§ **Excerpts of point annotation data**
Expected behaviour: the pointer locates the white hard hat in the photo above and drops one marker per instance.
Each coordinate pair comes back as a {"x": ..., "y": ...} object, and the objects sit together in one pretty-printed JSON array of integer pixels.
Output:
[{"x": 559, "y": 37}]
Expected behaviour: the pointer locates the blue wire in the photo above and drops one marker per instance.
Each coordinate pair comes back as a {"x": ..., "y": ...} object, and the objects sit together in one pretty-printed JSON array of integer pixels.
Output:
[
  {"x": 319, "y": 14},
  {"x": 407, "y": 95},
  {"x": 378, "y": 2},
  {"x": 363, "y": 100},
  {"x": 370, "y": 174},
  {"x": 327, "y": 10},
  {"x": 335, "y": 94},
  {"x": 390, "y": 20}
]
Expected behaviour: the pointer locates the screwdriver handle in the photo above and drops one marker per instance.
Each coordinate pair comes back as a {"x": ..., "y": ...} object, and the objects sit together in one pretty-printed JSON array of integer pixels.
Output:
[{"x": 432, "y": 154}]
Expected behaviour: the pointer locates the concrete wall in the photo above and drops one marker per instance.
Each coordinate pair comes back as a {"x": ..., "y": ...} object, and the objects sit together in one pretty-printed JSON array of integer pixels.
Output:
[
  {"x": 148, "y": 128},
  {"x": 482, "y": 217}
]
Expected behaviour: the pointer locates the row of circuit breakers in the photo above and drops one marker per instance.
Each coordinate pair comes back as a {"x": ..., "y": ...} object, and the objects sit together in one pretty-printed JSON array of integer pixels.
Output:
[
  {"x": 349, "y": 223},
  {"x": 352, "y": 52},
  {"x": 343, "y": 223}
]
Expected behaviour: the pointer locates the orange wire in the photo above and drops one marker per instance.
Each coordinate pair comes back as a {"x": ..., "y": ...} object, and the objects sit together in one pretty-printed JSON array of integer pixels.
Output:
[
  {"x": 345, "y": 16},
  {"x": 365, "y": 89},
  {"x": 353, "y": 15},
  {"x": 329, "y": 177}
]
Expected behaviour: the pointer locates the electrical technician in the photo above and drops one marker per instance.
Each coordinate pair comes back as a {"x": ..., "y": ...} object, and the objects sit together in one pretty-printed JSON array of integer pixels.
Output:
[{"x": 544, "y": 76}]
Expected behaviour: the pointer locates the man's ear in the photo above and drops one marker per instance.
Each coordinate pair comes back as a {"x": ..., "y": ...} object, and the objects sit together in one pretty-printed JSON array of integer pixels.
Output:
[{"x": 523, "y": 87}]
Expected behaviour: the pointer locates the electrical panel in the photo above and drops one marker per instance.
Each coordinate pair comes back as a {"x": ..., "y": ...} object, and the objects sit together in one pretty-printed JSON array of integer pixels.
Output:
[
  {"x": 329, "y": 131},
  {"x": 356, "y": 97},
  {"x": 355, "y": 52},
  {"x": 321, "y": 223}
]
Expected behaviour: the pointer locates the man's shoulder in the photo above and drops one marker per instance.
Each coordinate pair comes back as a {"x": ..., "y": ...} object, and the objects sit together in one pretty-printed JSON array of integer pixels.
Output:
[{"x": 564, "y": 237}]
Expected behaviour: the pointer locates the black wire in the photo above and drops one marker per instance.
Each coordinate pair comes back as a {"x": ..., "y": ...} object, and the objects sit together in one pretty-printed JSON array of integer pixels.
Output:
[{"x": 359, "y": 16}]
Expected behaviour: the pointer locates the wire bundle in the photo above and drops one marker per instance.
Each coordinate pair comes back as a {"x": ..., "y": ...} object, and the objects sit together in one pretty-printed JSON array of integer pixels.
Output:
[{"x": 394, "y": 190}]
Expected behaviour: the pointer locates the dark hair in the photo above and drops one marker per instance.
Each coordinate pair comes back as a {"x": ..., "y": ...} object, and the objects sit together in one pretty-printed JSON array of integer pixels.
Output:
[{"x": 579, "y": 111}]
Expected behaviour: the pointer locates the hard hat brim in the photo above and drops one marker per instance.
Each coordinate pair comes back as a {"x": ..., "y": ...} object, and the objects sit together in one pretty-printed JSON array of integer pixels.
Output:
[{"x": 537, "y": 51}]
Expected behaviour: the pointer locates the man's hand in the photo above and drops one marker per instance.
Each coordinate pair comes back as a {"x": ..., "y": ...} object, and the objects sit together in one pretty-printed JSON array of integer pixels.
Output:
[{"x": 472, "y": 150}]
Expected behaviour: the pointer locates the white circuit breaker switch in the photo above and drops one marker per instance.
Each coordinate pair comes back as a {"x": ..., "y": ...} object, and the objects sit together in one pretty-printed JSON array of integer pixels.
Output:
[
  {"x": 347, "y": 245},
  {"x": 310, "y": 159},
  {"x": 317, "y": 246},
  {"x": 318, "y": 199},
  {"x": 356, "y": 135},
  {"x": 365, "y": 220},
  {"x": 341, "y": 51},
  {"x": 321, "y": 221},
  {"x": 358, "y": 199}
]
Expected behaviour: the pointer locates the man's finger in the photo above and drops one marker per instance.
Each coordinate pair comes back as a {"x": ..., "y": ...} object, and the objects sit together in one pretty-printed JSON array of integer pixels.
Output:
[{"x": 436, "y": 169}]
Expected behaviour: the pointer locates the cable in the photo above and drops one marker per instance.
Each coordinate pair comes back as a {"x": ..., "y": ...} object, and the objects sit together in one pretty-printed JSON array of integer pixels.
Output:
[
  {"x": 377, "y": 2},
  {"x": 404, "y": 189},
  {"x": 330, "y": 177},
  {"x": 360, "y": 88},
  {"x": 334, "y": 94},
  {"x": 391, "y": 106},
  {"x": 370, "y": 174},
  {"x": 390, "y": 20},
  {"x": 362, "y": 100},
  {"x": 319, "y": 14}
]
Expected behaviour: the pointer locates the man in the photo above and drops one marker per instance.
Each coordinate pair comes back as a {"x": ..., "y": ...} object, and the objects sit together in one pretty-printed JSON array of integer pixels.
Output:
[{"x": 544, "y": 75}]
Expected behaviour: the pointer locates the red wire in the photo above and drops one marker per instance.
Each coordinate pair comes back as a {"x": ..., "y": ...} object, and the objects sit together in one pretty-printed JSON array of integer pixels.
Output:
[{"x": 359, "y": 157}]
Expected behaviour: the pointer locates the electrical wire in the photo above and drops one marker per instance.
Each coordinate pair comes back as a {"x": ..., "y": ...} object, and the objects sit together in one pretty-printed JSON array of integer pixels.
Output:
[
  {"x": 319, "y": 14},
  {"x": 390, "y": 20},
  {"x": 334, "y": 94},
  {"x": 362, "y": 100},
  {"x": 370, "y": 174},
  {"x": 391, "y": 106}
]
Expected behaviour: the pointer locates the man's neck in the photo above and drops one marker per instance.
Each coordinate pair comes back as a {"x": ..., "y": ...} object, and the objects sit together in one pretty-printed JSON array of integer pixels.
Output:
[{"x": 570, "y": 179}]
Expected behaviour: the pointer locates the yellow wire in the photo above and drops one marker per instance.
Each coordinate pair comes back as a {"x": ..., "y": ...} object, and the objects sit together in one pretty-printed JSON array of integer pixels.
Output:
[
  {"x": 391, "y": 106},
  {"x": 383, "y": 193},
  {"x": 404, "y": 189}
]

==

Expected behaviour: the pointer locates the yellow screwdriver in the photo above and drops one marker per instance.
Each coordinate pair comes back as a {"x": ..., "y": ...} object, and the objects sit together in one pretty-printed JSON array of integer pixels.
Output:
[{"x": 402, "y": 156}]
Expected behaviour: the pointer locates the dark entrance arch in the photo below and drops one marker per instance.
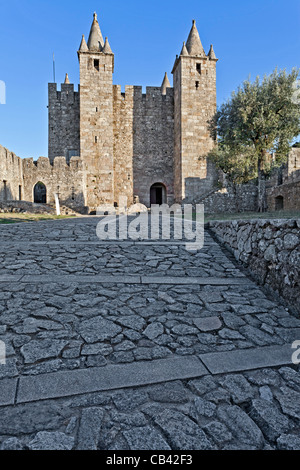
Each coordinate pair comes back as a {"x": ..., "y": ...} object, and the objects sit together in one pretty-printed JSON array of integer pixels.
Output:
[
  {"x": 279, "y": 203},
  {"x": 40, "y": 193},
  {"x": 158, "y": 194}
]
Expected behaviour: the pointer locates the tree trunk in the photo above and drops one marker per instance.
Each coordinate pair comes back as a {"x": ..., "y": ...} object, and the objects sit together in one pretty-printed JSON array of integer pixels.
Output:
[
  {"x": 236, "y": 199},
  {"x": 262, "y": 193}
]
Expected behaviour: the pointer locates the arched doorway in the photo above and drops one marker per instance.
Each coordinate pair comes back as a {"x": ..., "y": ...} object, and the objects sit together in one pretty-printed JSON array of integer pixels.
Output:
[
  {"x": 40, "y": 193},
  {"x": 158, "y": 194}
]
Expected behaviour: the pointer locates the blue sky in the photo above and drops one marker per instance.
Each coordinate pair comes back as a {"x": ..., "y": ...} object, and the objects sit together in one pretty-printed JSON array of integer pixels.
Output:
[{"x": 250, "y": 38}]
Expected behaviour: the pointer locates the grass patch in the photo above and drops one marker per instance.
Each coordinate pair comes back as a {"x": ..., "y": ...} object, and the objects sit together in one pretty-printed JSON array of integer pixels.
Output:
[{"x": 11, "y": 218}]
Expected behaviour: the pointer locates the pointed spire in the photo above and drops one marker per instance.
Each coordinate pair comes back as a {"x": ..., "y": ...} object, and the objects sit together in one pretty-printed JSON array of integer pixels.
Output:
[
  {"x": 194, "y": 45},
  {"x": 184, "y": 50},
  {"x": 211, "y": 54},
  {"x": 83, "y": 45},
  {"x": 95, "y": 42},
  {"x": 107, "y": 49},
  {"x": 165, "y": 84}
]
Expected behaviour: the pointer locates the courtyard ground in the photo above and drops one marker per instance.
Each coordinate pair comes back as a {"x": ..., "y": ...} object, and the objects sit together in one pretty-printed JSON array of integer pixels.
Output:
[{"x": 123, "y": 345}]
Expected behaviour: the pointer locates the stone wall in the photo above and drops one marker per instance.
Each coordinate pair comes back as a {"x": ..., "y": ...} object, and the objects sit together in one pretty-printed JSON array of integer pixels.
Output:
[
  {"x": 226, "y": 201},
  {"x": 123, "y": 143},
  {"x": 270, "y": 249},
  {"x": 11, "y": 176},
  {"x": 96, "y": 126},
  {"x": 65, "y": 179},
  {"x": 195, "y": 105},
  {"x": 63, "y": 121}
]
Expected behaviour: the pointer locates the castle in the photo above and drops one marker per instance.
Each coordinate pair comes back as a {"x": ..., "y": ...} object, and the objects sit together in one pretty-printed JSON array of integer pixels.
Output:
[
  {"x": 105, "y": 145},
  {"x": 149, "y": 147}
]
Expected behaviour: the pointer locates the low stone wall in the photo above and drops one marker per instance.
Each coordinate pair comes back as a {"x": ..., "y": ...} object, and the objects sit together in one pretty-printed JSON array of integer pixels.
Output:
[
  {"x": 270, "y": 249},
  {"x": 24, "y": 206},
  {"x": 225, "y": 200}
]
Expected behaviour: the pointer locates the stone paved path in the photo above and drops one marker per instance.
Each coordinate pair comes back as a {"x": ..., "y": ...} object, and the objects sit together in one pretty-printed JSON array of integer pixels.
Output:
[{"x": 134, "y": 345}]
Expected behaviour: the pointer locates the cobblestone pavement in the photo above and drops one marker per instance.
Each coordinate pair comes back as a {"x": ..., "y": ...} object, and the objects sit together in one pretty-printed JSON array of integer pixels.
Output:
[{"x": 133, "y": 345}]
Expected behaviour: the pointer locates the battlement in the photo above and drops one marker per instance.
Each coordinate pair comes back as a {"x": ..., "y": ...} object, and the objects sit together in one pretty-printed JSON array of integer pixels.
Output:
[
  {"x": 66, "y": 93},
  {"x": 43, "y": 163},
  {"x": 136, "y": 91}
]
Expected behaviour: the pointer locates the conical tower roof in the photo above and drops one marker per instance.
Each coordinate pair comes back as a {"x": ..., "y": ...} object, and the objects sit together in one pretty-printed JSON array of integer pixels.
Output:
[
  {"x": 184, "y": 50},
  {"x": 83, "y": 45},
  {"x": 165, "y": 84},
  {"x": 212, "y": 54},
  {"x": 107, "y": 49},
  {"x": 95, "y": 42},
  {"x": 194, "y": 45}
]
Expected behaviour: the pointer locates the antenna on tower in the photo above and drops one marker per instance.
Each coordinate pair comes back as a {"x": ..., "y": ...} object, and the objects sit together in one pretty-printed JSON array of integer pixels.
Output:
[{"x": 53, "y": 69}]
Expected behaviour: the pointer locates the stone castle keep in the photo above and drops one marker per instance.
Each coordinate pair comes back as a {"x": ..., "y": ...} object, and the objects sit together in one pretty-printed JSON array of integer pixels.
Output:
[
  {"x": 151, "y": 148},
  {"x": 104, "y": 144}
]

§ **What to produce**
Identify every line of the items above that contains the word "dark", treating case as significant, and copy each of those lines.

§ **Result**
Expected behaviour: the pointer locates the dark hair in the photo above and drops one marker per instance.
Expected behaviour: the pointer locates the dark entrance arch in the photo below and drops one marker per instance.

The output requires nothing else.